STATED GOAL:
Copy the material from the line holding "Task: find each instance of the shrub" through the end of the material, both ends included, replacing "shrub" with "bush" and leaving all else unchanged.

MATERIAL PROVIDED:

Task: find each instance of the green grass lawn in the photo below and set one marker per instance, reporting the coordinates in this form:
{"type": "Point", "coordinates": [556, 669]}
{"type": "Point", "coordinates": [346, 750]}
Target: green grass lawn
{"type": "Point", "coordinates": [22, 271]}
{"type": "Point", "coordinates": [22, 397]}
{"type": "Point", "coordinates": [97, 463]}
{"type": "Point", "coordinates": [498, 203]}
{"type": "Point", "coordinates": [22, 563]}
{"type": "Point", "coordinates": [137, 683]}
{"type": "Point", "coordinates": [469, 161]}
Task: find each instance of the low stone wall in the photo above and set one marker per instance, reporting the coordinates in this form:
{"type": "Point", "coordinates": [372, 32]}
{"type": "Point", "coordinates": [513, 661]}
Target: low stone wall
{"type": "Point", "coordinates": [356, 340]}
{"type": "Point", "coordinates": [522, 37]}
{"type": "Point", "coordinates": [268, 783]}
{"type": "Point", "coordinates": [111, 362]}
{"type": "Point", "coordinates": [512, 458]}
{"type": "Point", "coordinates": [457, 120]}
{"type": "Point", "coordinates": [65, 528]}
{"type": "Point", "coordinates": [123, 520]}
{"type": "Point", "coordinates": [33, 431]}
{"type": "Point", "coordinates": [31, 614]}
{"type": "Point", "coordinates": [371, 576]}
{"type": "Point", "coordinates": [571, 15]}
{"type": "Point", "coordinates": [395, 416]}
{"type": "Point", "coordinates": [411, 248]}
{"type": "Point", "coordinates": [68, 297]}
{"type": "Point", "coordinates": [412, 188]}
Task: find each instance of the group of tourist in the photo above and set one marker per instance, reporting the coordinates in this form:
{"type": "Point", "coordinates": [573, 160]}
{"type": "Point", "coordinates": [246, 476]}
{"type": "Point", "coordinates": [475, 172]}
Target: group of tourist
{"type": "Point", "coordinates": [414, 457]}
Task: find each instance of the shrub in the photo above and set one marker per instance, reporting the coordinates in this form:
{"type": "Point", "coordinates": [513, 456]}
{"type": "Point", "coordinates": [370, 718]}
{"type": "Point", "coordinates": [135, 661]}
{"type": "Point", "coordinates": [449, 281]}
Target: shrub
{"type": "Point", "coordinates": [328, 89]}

RESPONSE:
Task: find each instance of the bush in the photo above and set one marker per instance, reporting the coordinates in this form:
{"type": "Point", "coordinates": [513, 456]}
{"type": "Point", "coordinates": [370, 718]}
{"type": "Point", "coordinates": [135, 661]}
{"type": "Point", "coordinates": [449, 281]}
Target: bush
{"type": "Point", "coordinates": [328, 89]}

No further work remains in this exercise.